# AUFGABEN BEARBEITEN
[1] Gib aus dem Text über den Supercomputer Hermit den Abschnitt von „Stefan Wesner Geschäftsführender“ bis einschließlich „Hochleistungsrechenzentrums Stuttgart (HLRS).“ wortgetreu wieder.
[2] Beantworte anhand des Textes über den Supercomputer Hermit die folgenden Fragen.
(a) Wie hoch sind die jährlichen Stromkosten des Rechners?
(b) Auf welchem Platz der weltweiten Top-500-Liste steht Hermit?
(c) Wie viele Haushalte ließen sich mit Hermits durchschnittlicher Leistungsaufnahme versorgen?
[3] Schreibe den Text über den Supercomputer Hermit im Anschluss an seinen letzten Satz weiter.

# LESETEXT
Der hungrige Hermit

Rechner frisst 1,8 Millionen Euro Stromkosten

31.05.2012 von Michael Kallus
Der schnellste Rechner Deutschlands verbraucht Strom für mehr als 1,8 Millionen Euro pro Jahr. Und das, obwohl die Betreiber "Hermits" Energiehunger schon gezügelt haben. Ein Interview mit Stefan Wesner vom HLRS in Stuttgart.
Stefan Wesner Geschäftsführender Direktor, Hochleistungs-RZ Stuttgart: "Wir können viele Programme so weit beschleunigen, dass sie nur noch zehn bis zwanzig Prozent der Zeit benötigen."
Foto: HLRS

Hermit ist der leistungsfähigste Rechner Deutschlands. Der Supercomputer der Universität Stuttgart liegt auf Platz zwölf der weltweiten Top-500-Liste. Hermit rechnet eine Million Milliarden Fließkommaoperationen pro Sekunde - das ist ein Petaflop, eine Zahl mit 15 Nullen. So viel Leistung frisst Strom: Hermit nimmt durchschnittlich 1,55 Megawatt Leistung auf, damit ließen sich auch 4000 Haushalte versorgen. Über den Versuch, den Stromhunger Hermits im Zaum zu halten, sprachen wir auf dem Samsung CIO Forum mit Stefan Wesner, dem Geschäftsführenden Direktor des Hochleistungsrechenzentrums Stuttgart (HLRS).

# BEREITGESTELLTES MATERIAL
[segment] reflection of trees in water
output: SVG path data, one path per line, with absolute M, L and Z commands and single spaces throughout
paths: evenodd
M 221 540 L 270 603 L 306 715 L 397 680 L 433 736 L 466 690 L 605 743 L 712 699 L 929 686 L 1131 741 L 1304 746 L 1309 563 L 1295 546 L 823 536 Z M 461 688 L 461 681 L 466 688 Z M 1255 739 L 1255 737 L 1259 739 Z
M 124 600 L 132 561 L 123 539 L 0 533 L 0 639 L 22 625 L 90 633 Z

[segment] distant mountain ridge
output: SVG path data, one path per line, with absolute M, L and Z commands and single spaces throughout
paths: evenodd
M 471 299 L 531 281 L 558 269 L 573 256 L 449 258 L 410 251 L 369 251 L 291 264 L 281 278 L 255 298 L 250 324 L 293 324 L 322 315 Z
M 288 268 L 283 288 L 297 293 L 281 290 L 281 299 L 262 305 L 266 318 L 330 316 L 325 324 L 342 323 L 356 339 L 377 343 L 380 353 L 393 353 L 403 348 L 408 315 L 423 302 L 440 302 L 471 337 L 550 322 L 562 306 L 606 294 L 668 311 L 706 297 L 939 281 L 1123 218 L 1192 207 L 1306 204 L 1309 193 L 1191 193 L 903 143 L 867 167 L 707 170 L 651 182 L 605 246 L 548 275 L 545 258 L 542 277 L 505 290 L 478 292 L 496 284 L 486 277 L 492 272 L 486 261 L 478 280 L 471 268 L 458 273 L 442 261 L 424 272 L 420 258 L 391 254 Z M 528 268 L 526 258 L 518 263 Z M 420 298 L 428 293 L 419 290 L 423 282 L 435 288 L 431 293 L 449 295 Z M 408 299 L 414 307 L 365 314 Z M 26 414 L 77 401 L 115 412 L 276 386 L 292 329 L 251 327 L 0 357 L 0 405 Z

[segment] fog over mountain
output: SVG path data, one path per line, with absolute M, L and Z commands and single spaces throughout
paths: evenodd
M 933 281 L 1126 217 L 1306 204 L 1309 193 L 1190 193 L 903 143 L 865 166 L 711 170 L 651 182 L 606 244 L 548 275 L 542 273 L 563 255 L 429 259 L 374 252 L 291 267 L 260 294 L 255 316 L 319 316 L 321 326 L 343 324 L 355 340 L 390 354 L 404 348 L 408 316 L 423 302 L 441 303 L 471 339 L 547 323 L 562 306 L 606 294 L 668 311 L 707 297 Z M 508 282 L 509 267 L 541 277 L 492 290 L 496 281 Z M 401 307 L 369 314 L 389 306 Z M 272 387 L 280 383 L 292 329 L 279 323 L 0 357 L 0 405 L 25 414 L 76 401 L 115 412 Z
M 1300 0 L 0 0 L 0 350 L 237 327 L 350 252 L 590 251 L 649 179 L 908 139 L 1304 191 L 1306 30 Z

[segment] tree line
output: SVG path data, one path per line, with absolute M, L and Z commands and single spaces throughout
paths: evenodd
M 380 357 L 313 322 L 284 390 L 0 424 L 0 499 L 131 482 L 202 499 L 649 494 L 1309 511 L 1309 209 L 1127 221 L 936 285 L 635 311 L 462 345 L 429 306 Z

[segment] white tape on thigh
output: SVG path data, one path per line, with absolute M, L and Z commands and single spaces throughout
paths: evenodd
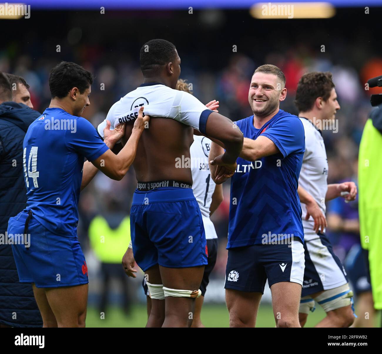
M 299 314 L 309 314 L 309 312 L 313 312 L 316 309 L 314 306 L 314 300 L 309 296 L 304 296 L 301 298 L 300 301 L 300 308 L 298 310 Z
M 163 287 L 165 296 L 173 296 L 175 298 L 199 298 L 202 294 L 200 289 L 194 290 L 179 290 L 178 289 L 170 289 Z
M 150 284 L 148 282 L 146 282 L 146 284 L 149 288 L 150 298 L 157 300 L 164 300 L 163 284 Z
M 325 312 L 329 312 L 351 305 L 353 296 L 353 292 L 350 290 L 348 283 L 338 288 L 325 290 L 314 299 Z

* * *

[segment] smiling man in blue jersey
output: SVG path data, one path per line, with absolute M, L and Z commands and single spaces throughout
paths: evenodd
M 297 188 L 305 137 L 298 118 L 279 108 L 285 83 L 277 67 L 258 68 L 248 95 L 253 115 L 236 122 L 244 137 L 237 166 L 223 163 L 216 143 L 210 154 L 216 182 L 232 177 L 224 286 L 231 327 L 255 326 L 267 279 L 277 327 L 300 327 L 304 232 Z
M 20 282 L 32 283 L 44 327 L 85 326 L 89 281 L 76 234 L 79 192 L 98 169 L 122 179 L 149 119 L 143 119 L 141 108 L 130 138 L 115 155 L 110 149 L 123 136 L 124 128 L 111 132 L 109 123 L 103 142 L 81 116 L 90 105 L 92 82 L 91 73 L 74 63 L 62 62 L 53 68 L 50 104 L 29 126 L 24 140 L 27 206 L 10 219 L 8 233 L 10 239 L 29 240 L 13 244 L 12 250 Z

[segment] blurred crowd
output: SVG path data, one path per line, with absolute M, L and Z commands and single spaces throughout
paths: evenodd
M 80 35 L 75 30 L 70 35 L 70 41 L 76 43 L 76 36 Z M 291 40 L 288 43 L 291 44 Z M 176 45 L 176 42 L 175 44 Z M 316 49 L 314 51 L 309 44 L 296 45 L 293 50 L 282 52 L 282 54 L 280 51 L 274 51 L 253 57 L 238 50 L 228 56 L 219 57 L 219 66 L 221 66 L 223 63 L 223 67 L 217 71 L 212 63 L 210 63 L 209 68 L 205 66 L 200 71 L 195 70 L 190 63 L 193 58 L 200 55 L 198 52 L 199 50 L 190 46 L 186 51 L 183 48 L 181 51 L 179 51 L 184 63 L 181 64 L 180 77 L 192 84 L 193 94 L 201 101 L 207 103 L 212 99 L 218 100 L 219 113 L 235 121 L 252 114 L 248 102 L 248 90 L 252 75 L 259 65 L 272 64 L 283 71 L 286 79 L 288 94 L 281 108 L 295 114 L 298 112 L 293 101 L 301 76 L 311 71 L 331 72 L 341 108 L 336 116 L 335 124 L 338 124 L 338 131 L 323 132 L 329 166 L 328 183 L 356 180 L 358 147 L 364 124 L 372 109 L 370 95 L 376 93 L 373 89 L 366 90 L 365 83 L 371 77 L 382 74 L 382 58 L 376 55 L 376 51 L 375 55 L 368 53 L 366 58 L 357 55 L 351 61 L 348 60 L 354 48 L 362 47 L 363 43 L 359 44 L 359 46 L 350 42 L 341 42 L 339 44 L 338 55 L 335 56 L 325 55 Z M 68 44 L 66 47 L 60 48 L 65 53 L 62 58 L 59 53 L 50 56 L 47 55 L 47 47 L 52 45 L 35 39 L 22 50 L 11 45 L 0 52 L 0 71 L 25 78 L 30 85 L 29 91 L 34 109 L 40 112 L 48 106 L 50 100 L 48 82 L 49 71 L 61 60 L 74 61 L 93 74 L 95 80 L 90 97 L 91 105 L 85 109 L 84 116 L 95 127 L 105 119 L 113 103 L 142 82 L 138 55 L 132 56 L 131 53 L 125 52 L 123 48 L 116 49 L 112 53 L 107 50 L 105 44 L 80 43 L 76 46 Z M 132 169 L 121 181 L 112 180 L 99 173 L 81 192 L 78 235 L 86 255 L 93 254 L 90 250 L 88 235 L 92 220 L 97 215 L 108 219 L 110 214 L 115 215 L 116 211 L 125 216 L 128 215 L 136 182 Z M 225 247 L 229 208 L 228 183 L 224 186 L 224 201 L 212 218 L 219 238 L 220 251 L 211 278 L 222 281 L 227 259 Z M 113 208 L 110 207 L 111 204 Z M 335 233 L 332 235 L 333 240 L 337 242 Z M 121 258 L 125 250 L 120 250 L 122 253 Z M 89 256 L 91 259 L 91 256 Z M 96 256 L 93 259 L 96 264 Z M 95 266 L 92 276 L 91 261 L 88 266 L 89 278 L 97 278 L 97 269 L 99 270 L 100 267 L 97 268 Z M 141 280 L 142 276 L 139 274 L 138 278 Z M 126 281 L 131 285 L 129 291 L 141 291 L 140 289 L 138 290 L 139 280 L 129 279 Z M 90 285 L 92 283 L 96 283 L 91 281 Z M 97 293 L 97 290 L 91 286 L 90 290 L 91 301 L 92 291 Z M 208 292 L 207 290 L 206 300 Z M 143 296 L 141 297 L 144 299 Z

...

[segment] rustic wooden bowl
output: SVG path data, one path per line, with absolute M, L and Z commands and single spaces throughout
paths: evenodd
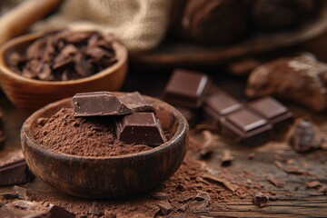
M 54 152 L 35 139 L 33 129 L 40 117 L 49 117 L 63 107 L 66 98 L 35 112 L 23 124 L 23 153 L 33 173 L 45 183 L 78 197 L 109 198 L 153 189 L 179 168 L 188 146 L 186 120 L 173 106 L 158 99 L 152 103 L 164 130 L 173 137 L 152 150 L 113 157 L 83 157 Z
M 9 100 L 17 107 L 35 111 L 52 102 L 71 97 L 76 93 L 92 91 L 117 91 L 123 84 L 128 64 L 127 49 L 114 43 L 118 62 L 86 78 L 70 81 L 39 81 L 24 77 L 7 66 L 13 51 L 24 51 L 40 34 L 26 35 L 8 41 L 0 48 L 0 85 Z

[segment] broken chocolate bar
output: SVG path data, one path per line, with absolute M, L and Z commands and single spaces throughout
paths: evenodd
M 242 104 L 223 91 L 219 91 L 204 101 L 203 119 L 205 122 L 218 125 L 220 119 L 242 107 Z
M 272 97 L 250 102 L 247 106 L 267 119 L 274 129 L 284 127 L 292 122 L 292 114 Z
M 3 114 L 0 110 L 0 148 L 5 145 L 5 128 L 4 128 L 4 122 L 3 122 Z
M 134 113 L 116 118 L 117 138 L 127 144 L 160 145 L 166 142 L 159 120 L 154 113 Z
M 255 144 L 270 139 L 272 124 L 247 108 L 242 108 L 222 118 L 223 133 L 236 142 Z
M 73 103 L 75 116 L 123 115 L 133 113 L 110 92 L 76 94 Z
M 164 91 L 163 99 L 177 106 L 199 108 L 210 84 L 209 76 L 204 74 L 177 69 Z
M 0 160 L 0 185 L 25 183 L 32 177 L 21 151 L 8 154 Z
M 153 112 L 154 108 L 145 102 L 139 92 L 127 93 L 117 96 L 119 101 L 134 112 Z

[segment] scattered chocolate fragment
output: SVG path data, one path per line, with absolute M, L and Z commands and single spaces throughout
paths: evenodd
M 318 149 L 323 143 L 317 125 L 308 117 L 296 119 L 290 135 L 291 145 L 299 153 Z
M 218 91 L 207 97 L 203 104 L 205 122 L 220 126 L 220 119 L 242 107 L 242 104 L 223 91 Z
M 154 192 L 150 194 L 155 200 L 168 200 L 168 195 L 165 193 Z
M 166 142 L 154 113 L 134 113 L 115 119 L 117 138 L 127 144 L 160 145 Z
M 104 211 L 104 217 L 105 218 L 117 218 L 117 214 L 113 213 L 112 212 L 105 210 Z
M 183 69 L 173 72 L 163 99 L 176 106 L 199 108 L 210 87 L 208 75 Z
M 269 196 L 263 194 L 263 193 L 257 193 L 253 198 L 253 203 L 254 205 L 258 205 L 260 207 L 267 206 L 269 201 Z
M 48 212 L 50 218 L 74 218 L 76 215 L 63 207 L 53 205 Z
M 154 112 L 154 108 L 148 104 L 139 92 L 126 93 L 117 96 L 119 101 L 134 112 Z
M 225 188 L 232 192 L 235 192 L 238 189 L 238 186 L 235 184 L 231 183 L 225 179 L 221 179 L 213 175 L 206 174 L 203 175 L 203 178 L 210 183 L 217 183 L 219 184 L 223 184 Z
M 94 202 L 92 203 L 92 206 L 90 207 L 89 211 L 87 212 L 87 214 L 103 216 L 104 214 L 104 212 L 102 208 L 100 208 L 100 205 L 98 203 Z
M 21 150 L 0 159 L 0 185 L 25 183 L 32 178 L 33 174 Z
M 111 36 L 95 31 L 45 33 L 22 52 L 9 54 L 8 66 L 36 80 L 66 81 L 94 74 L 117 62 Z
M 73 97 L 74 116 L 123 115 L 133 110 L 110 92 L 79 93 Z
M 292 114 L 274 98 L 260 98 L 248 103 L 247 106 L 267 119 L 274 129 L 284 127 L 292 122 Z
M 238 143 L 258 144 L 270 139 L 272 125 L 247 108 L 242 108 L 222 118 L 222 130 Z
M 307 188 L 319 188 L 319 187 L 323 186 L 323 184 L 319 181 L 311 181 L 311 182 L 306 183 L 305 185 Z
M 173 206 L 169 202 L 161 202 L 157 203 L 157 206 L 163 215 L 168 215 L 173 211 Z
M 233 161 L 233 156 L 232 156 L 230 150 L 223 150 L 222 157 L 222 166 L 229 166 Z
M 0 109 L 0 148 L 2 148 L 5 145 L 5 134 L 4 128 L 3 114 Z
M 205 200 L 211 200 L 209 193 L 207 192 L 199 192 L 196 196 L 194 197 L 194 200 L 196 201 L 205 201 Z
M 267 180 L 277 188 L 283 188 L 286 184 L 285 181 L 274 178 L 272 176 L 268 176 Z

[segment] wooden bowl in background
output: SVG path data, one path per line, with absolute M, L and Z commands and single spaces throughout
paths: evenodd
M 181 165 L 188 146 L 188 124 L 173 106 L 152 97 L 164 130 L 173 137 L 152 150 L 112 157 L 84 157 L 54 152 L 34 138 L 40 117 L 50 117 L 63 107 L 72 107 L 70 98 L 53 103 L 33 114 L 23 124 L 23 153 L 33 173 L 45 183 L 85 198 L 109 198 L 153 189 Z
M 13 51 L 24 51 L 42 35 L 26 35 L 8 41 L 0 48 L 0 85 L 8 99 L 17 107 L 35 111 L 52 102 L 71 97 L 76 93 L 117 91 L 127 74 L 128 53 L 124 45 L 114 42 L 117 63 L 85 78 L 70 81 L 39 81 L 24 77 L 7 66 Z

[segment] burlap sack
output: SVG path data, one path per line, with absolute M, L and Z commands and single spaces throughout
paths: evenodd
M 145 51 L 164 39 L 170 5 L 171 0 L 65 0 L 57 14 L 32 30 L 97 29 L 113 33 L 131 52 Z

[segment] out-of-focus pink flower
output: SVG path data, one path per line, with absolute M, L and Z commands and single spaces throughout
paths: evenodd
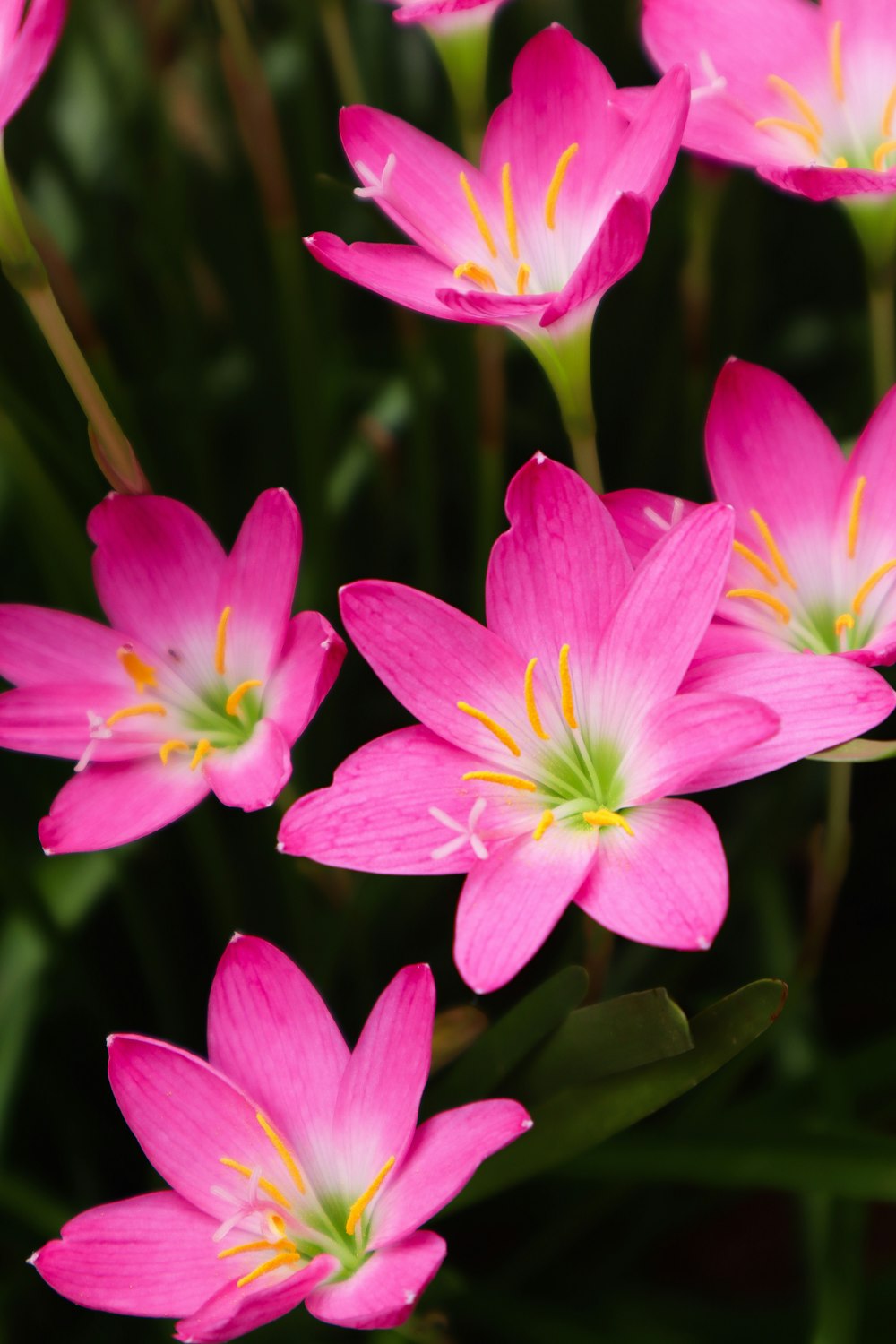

# LÖSUNGEN
[1]
Stefan Wesner Geschäftsführender Direktor, Hochleistungs-RZ Stuttgart: "Wir können viele Programme so weit beschleunigen, dass sie nur noch zehn bis zwanzig Prozent der Zeit benötigen."
Foto: HLRS

Hermit ist der leistungsfähigste Rechner Deutschlands. Der Supercomputer der Universität Stuttgart liegt auf Platz zwölf der weltweiten Top-500-Liste. Hermit rechnet eine Million Milliarden Fließkommaoperationen pro Sekunde - das ist ein Petaflop, eine Zahl mit 15 Nullen. So viel Leistung frisst Strom: Hermit nimmt durchschnittlich 1,55 Megawatt Leistung auf, damit ließen sich auch 4000 Haushalte versorgen. Über den Versuch, den Stromhunger Hermits im Zaum zu halten, sprachen wir auf dem Samsung CIO Forum mit Stefan Wesner, dem Geschäftsführenden Direktor des Hochleistungsrechenzentrums Stuttgart (HLRS).

[2]
(a) Mehr als 1,8 Millionen Euro pro Jahr
(b) Auf Platz zwölf
(c) 4000 Haushalte

[3]
CIO : Herr Wesner, wo können Sie bei Ihrem Hermit denn noch Strom sparen?

Wir haben viel an der Infrastruktur gearbeitet. Beispielsweise haben wir vier Kühltürme gebaut, die sich nach Bedarf zuschalten lassen. Diese kühlen die Abwärme bei Außentemperaturen bis zu 18 Grad Celsius kostengünstig durch Abgabe an die Außenluft. In diese Anlage haben wir etwa zehn Millionen Euro investiert, sparen damit aber Kühlungskosten von rund 800.000 Euro im Jahr.

Wie ist bei Ihnen das Verhältnis von Energiekosten zu Anschaffungskosten? Auf dem CIO Forum hatte ein Redner ein Verhältnis von drei zu eins genannt.

Bei uns ist das nicht so extrem. Hermit hat 22 Millionen Euro gekostet und verbraucht Strom für etwa 1,8 Millionen Euro im Jahr. Aber wir werden den Rechner wohl nur vier Jahre in Betrieb halten.

Wieso nur so kurz?

Das liegt an den Lizenzkosten für die Systemsoftware. Der Betrieb eines Servers kostet uns etwa einen Euro die Stunde, die Softwarelizenz für diese Stunde aber erheblich mehr. Halbieren wir nun die Rechenzeit, würden wir für die gleiche Rechenleistung nur die halben Lizenzkosten zahlen. Daher ist ein Rechnertausch nach etwa drei bis fünf Jahren rentabel. Aber die Software ist für uns noch aus einem anderen Grund interessant, denn hierin liegt der Schlüssel für Effizienz bei Hermit.

Wieso in der Software? Das müssen Sie uns erklären.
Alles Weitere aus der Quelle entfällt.